**PROVIDED RECORDS:**

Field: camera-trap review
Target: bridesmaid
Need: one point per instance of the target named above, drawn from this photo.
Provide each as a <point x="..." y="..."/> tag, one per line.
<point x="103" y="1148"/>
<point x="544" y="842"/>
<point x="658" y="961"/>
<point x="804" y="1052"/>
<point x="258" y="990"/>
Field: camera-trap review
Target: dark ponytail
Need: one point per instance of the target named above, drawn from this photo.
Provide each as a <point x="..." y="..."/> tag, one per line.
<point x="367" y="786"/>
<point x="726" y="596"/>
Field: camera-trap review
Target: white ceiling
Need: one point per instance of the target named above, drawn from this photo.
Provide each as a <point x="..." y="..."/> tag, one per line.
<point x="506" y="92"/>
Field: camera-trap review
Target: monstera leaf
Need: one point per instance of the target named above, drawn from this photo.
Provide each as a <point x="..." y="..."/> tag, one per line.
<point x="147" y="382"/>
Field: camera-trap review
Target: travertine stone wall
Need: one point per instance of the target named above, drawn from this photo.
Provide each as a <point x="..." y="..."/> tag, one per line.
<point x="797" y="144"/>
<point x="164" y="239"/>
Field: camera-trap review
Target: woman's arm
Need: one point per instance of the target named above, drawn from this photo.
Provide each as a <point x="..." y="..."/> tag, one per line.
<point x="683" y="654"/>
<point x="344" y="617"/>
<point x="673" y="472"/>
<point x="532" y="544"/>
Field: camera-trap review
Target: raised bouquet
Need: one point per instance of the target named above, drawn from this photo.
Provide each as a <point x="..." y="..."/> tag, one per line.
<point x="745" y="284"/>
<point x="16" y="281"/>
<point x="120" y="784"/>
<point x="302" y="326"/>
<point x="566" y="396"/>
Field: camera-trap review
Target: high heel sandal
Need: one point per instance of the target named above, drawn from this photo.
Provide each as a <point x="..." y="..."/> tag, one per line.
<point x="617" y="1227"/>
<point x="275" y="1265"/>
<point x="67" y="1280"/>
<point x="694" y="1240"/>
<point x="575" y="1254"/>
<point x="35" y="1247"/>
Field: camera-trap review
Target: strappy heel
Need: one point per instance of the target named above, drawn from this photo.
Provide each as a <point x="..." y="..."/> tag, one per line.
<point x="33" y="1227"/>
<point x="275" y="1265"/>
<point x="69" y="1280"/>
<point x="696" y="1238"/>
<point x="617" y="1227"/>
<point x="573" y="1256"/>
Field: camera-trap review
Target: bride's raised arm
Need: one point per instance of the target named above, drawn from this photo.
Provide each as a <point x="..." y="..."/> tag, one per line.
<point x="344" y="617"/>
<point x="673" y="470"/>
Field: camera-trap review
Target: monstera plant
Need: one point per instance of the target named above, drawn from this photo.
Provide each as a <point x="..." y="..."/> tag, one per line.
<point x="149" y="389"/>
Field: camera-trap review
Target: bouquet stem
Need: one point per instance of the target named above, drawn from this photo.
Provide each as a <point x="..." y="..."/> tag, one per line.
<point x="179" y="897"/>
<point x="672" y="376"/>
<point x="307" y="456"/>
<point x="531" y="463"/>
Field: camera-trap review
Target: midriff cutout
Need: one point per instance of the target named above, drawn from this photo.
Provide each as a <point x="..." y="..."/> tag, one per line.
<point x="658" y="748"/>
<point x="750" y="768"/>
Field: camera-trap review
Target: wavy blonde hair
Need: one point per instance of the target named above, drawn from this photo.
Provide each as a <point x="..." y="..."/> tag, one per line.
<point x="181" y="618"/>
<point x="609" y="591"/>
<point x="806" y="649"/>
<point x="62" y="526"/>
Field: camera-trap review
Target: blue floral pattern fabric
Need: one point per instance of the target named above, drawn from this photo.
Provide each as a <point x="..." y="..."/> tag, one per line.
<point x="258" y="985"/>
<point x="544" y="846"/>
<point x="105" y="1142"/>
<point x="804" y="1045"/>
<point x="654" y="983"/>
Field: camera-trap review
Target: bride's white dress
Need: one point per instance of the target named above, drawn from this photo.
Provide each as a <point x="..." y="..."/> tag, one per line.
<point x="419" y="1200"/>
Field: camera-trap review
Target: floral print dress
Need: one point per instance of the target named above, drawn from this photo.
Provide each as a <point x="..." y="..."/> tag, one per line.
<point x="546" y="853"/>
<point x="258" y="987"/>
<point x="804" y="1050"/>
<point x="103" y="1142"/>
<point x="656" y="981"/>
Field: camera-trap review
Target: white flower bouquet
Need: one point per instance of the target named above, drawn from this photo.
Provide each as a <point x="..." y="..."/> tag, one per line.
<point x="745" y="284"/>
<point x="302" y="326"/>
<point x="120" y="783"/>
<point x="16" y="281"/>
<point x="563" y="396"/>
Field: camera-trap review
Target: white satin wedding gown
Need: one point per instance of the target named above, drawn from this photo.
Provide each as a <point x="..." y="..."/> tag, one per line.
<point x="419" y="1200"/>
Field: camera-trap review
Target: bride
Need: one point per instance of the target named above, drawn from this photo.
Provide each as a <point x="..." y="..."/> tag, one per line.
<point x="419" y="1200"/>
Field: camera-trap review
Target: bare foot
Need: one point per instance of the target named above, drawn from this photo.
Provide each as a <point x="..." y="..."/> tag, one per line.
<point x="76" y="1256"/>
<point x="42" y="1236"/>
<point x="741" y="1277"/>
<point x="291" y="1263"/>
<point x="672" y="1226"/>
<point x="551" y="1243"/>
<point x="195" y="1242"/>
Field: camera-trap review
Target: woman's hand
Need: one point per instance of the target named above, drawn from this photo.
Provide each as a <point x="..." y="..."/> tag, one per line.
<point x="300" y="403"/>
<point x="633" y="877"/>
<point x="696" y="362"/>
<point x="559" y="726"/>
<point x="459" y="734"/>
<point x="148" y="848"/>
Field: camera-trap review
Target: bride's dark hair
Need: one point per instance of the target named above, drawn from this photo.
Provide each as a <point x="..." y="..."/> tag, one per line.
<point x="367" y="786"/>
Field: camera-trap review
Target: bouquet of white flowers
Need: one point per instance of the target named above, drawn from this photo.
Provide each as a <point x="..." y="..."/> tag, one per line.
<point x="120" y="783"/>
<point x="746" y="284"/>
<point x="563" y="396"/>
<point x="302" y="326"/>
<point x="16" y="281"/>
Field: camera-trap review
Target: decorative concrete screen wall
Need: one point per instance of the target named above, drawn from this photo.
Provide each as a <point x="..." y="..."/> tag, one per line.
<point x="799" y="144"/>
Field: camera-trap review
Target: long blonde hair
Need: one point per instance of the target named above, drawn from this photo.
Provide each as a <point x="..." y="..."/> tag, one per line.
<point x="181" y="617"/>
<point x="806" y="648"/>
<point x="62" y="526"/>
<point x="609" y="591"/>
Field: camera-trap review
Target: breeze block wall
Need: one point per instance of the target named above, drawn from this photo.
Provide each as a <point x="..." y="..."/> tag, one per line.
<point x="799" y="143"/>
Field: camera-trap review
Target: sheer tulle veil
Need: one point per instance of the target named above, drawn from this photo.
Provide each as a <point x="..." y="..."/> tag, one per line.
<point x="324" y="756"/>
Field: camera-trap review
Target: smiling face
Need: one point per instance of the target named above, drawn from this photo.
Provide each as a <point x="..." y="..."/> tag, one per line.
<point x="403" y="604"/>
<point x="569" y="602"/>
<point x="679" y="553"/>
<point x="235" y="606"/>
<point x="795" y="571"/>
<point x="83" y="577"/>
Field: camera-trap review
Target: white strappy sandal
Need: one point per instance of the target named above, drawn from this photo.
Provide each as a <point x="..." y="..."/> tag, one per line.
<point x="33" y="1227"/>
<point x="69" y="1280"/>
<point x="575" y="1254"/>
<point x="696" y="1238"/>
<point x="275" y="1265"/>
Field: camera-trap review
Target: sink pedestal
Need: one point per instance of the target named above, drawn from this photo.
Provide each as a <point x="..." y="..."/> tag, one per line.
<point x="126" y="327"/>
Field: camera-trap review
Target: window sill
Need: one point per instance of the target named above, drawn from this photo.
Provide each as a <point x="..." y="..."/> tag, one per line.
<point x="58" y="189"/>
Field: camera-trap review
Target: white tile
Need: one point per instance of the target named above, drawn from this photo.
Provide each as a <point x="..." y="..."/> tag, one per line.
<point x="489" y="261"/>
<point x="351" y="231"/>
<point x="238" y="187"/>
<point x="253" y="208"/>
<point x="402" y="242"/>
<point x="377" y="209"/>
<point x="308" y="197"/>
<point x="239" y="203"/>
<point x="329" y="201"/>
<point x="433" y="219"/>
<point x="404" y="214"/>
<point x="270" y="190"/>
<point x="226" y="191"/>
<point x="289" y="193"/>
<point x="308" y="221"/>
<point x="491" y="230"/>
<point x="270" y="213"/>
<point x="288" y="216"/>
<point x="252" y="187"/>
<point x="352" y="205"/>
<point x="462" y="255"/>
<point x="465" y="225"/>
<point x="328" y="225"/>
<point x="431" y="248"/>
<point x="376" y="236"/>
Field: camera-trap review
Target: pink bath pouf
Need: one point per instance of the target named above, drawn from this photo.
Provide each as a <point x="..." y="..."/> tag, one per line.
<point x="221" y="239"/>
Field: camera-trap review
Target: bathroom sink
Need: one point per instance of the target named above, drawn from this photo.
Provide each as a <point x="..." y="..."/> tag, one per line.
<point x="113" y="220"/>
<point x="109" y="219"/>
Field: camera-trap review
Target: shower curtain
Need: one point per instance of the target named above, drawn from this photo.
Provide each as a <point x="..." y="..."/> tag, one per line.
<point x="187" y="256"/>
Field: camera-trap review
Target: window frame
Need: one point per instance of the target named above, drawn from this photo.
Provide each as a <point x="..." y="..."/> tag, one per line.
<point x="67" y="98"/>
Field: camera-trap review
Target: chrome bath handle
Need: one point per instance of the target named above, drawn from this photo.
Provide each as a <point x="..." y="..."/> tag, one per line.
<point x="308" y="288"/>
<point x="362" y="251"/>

**AIM OF THE EXERCISE:** Can you gather every line of the entries above that contains the string "dress" and copy each one out in full?

**COMPLETED EXERCISE:**
Target: bride's white dress
Target: floral print dress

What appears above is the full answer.